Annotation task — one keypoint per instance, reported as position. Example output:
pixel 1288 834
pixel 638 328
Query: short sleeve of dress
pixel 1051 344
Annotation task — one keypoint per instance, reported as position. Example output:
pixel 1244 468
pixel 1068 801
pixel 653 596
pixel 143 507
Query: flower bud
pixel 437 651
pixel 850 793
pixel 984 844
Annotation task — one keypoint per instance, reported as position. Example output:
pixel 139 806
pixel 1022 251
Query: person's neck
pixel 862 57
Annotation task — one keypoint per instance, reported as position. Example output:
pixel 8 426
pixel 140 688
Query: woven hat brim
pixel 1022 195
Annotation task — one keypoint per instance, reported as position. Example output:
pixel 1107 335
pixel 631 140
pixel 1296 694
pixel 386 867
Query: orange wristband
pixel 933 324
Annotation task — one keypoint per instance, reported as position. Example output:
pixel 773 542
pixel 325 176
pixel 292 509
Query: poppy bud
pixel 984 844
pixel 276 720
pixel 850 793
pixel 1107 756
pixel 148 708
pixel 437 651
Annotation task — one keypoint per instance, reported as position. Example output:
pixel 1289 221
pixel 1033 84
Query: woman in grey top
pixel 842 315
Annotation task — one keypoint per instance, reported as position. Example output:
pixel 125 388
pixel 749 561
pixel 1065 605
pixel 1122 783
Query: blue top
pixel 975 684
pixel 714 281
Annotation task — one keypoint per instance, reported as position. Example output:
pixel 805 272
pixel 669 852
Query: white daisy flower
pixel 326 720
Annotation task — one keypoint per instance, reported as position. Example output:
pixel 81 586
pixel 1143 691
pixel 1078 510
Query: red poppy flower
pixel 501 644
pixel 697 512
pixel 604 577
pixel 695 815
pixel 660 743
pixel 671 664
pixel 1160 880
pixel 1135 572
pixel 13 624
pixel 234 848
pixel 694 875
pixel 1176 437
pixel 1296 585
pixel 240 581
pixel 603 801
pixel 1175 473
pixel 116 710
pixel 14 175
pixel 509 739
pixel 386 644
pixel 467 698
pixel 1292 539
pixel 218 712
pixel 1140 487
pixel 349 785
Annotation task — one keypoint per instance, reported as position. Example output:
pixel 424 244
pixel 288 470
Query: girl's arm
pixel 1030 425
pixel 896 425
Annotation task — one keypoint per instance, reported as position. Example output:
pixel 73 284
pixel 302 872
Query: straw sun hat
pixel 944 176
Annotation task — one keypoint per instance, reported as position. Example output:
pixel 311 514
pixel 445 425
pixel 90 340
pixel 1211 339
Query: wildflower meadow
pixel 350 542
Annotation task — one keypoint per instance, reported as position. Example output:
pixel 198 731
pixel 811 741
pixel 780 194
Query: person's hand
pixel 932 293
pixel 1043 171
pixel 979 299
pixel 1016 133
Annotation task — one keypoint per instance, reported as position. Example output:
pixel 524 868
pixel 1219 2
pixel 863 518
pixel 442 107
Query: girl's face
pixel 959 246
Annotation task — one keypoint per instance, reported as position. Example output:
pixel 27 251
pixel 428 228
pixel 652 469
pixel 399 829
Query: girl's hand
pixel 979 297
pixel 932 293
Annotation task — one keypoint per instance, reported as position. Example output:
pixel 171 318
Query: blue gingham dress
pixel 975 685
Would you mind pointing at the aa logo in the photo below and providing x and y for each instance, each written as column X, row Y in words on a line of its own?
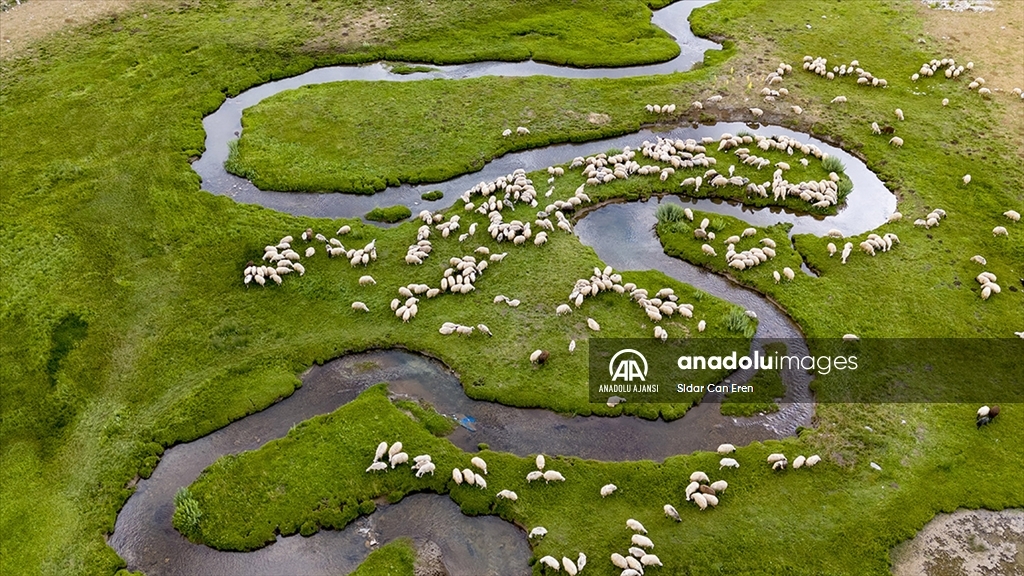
column 624, row 366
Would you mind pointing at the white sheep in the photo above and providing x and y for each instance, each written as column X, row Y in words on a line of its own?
column 478, row 462
column 635, row 526
column 672, row 512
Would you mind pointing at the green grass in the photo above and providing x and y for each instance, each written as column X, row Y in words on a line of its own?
column 390, row 214
column 103, row 220
column 768, row 387
column 838, row 516
column 397, row 558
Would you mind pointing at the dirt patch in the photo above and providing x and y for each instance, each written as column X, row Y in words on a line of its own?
column 342, row 33
column 965, row 542
column 25, row 24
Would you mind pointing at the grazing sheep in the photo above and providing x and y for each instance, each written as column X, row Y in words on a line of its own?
column 642, row 541
column 671, row 511
column 553, row 476
column 478, row 462
column 377, row 466
column 988, row 417
column 691, row 489
column 635, row 526
column 650, row 560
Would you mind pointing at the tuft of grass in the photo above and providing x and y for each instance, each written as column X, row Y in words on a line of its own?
column 390, row 214
column 833, row 164
column 669, row 213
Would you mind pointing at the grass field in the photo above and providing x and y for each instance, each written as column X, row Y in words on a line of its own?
column 127, row 328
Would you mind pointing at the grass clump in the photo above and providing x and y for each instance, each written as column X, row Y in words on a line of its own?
column 390, row 214
column 669, row 213
column 833, row 164
column 397, row 558
column 187, row 516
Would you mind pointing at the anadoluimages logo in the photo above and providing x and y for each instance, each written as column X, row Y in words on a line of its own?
column 627, row 368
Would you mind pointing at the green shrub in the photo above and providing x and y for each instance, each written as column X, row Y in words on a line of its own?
column 390, row 214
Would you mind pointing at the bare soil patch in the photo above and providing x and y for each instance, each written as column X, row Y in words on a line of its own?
column 966, row 542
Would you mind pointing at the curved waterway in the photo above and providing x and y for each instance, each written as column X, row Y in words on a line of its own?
column 621, row 234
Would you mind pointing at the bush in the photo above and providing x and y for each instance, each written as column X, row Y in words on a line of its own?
column 390, row 214
column 669, row 213
column 186, row 515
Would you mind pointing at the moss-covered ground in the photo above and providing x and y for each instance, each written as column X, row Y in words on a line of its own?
column 126, row 327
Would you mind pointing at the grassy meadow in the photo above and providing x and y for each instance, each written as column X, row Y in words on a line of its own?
column 127, row 327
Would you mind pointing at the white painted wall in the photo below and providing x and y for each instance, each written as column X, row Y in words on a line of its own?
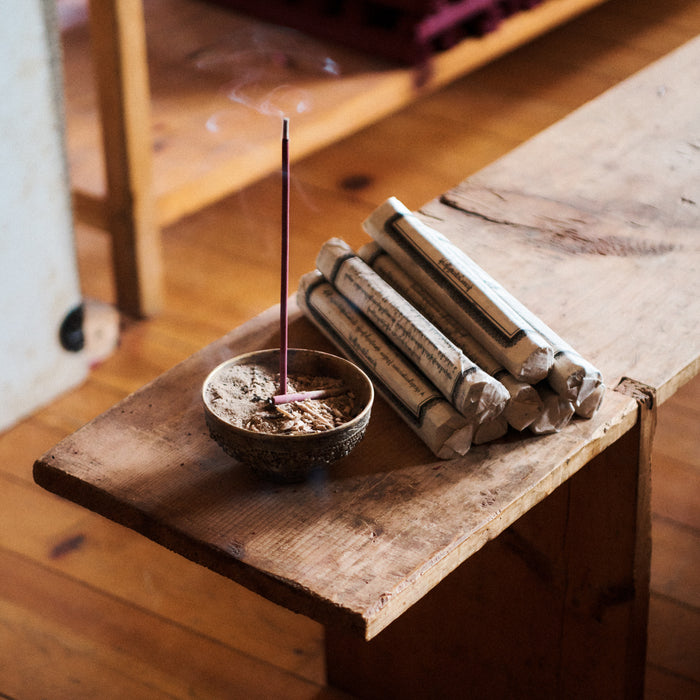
column 38, row 274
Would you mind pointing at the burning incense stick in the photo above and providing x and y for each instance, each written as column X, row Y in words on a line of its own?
column 284, row 322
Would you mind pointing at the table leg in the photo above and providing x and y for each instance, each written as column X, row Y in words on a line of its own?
column 119, row 51
column 554, row 607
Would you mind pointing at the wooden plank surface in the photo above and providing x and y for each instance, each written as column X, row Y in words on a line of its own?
column 353, row 547
column 599, row 216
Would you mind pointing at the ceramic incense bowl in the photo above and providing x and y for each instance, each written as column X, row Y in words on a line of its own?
column 278, row 456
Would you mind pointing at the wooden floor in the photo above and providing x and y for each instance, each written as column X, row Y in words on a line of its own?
column 89, row 609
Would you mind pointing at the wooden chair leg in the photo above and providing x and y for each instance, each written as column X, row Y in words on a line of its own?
column 119, row 49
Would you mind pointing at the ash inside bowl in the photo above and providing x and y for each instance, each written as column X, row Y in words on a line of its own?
column 240, row 395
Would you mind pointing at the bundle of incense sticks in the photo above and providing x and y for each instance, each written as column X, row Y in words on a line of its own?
column 473, row 392
column 524, row 404
column 408, row 318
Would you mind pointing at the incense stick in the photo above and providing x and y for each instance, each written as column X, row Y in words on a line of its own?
column 284, row 287
column 308, row 395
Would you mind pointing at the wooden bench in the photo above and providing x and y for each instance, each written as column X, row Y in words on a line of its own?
column 146, row 118
column 521, row 569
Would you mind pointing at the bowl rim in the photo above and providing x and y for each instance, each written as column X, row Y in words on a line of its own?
column 301, row 437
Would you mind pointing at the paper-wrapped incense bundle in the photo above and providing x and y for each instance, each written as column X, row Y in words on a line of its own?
column 446, row 432
column 524, row 403
column 571, row 376
column 451, row 278
column 473, row 392
column 490, row 430
column 591, row 403
column 556, row 413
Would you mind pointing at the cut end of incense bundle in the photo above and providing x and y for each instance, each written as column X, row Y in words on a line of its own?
column 457, row 356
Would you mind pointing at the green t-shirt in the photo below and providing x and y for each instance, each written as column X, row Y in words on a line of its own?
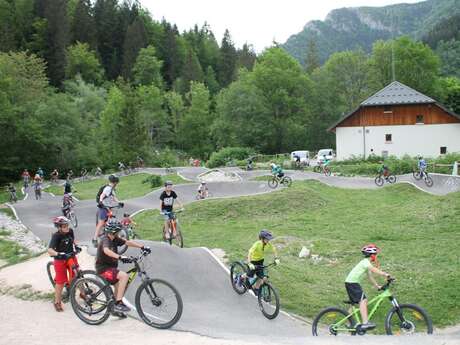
column 358, row 271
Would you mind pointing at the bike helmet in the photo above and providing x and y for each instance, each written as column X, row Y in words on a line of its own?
column 61, row 220
column 113, row 227
column 265, row 234
column 114, row 179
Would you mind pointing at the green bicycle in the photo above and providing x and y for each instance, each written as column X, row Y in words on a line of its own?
column 402, row 319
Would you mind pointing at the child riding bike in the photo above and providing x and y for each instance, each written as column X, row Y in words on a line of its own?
column 353, row 280
column 62, row 247
column 256, row 256
column 166, row 207
column 107, row 262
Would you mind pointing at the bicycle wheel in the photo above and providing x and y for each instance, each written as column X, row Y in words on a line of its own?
column 91, row 300
column 379, row 181
column 428, row 181
column 73, row 219
column 177, row 240
column 269, row 301
column 237, row 269
column 286, row 181
column 273, row 183
column 408, row 319
column 124, row 235
column 158, row 303
column 331, row 321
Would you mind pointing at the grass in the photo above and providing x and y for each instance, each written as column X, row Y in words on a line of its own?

::::::

• **Activity**: Take the lines above from the one containing "pixel 1122 783" to the one containing "pixel 73 284" and retype them exactly, both ends included, with nothing added.

• **Problem solution**:
pixel 1122 783
Query: blue top
pixel 975 684
pixel 714 281
Annotation task — one keypoint per instance, reported as position. Example output:
pixel 805 272
pixel 669 852
Query: white daisy flower
pixel 326 720
Annotation task — one keypoint per instance, reported as position. Example output:
pixel 81 586
pixel 1143 691
pixel 1078 510
Query: red poppy flower
pixel 501 644
pixel 697 512
pixel 604 577
pixel 695 815
pixel 660 743
pixel 671 664
pixel 1160 880
pixel 1135 572
pixel 13 624
pixel 234 848
pixel 694 875
pixel 1176 437
pixel 1296 585
pixel 240 581
pixel 603 801
pixel 1175 473
pixel 116 710
pixel 14 175
pixel 509 739
pixel 386 644
pixel 467 698
pixel 1292 539
pixel 218 712
pixel 1140 487
pixel 349 785
Annotation task — one keypoint per instance, reported as position. Example output:
pixel 424 244
pixel 288 470
Query: girl's arm
pixel 1030 425
pixel 896 425
Annotation task — one keypoint per instance, reported as position. Example output:
pixel 73 284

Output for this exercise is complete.